Exercise task:
Reproduce the part of the lines below that opens with the line containing "Could you point out the pizza peel blade" and closes with the line containing "<point>54,525</point>", both of those included.

(Entries from a pointing dataset)
___
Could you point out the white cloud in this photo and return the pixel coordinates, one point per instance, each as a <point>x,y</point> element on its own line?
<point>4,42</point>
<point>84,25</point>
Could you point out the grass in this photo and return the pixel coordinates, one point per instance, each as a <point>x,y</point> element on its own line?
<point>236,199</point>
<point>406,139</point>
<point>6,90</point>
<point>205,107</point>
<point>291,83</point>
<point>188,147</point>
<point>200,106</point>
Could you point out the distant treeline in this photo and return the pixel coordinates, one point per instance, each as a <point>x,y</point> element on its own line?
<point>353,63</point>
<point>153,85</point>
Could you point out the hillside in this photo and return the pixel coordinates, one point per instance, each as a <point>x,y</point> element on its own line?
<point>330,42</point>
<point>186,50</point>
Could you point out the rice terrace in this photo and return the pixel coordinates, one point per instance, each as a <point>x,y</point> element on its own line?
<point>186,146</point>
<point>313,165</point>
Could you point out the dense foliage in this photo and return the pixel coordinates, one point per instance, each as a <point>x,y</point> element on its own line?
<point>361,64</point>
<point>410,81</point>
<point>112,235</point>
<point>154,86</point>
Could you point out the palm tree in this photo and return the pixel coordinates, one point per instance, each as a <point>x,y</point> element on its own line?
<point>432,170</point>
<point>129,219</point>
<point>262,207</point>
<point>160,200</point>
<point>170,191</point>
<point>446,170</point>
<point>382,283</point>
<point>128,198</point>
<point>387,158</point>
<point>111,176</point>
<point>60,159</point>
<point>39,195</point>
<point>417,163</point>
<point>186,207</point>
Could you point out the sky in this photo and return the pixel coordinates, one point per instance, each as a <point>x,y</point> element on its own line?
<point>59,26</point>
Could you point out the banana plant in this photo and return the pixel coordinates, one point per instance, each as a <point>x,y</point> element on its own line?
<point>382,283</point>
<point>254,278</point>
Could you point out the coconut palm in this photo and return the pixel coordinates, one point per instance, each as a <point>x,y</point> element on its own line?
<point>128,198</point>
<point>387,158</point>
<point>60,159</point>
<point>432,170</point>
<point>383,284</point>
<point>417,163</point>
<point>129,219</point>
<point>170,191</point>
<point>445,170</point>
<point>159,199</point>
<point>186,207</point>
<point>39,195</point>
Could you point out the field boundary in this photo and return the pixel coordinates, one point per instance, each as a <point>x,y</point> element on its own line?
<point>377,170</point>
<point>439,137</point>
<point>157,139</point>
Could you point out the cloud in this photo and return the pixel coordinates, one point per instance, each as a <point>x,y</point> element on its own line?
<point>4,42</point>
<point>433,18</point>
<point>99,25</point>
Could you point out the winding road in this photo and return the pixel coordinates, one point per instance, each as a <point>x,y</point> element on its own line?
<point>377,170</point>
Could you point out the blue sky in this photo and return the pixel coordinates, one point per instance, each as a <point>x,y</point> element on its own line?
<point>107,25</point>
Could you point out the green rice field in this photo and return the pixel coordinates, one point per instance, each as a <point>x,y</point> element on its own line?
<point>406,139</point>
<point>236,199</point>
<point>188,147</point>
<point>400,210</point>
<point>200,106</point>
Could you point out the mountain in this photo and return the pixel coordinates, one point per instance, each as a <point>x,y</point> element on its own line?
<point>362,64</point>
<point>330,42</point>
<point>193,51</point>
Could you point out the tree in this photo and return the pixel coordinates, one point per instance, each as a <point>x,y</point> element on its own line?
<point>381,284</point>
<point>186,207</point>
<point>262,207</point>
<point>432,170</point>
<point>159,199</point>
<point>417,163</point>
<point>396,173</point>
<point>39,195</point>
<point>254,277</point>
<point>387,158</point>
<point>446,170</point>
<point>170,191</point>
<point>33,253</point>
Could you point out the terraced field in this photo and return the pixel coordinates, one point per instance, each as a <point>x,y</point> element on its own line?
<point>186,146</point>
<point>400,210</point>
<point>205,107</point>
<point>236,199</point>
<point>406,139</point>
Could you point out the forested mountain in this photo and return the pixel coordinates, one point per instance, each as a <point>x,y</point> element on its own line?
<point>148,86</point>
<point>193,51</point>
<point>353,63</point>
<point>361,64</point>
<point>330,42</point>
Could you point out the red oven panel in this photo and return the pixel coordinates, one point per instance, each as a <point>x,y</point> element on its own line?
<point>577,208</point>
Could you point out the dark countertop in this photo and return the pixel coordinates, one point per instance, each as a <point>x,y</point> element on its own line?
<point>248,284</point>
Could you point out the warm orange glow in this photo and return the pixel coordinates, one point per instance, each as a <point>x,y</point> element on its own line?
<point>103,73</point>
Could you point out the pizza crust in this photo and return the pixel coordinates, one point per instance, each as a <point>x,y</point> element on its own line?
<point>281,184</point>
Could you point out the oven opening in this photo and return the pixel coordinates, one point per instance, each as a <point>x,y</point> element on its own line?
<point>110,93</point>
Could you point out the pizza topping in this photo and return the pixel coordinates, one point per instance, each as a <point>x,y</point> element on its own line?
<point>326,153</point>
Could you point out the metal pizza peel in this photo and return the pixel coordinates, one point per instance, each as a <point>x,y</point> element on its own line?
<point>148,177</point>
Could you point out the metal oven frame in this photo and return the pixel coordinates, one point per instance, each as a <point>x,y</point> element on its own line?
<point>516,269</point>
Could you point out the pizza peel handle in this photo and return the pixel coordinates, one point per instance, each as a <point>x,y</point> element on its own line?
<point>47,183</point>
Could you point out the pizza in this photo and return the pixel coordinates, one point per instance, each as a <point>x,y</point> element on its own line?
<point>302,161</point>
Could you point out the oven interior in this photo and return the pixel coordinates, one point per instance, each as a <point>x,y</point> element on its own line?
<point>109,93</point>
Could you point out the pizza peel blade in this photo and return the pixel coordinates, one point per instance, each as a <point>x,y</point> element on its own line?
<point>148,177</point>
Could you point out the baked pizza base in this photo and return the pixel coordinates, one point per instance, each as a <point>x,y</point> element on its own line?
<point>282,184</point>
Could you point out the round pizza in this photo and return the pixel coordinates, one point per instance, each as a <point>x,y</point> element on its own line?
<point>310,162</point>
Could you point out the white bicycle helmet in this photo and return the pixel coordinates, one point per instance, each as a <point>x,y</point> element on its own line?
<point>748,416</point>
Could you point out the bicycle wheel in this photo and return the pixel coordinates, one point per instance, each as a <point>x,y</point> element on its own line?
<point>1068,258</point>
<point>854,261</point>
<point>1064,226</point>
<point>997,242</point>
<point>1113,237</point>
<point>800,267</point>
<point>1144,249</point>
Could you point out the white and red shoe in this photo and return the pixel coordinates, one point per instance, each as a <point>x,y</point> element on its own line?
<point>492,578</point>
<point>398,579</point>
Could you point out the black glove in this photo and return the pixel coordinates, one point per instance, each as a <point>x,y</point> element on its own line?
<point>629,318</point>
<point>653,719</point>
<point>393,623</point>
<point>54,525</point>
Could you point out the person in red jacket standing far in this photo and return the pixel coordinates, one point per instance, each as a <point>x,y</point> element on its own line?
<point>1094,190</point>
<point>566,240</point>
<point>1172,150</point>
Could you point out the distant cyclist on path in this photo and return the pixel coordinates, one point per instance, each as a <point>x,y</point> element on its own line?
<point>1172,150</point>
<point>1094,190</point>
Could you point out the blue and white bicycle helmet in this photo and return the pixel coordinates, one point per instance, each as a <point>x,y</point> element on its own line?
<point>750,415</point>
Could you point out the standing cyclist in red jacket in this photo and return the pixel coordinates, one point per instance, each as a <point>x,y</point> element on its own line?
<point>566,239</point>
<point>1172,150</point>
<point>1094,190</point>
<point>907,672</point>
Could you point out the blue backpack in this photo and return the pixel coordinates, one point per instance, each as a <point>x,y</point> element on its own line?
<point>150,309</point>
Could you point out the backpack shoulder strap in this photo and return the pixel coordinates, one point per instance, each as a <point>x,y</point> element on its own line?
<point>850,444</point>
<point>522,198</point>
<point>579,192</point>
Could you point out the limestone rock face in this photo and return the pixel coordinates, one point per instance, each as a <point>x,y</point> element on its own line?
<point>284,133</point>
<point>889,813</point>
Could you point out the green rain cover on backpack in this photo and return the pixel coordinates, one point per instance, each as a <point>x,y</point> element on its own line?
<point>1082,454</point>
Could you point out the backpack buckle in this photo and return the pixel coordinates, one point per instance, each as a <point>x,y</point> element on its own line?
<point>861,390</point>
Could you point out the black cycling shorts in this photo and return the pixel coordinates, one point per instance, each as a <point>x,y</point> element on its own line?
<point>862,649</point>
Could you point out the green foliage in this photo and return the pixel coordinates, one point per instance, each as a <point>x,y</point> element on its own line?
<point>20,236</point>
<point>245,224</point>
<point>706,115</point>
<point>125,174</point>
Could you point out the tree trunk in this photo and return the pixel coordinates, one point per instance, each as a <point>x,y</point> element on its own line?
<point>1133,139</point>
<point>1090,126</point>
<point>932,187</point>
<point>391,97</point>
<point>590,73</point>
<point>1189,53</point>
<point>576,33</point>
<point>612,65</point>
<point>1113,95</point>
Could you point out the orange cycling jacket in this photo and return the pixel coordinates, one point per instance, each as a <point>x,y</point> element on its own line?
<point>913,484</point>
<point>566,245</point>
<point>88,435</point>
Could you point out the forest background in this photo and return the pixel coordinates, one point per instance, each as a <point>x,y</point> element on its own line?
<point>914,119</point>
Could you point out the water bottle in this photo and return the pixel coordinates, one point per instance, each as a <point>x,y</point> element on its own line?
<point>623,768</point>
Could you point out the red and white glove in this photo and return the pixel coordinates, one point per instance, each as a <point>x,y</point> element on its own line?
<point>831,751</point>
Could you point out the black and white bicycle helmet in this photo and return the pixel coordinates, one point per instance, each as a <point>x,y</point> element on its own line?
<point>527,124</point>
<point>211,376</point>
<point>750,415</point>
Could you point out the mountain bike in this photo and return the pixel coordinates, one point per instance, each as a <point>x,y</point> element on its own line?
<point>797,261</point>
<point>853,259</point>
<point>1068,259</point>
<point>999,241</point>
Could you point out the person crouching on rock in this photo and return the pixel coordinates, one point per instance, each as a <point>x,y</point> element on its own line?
___
Exercise solution:
Could you point out the pizza peel blade in this photo and return the pixel coordinates, one point per instance, each as a <point>x,y</point> element on its own line?
<point>148,177</point>
Could you point out the baked pizza base in this photo and return the pixel coordinates, one point per instance, each as a <point>x,y</point> element on its own line?
<point>282,184</point>
Could you point out the round pizza in this photo and return the pixel coordinates, one point per instance, each as a <point>x,y</point> element on its own line?
<point>310,162</point>
Could you point out the white bicycle helmet in this photo and return the pixel coordinates, one point per instance, each as a <point>x,y</point> element on its own line?
<point>748,416</point>
Could you point out the bicycle wheel in this photo and return the pixel coordinates, one point per instance, each as a <point>x,y</point> element on its own line?
<point>1068,258</point>
<point>854,261</point>
<point>1064,226</point>
<point>997,242</point>
<point>1113,237</point>
<point>800,267</point>
<point>1144,249</point>
Could you point out the white and red shoe in this photo and return the pixel coordinates, one point per instance, each as a <point>x,y</point> element on its own line?
<point>492,578</point>
<point>398,579</point>
Could you point out the black glove in this photo and return the pixel coordinates, one point per instance, each as a <point>x,y</point> element on its own line?
<point>629,318</point>
<point>653,719</point>
<point>393,623</point>
<point>54,525</point>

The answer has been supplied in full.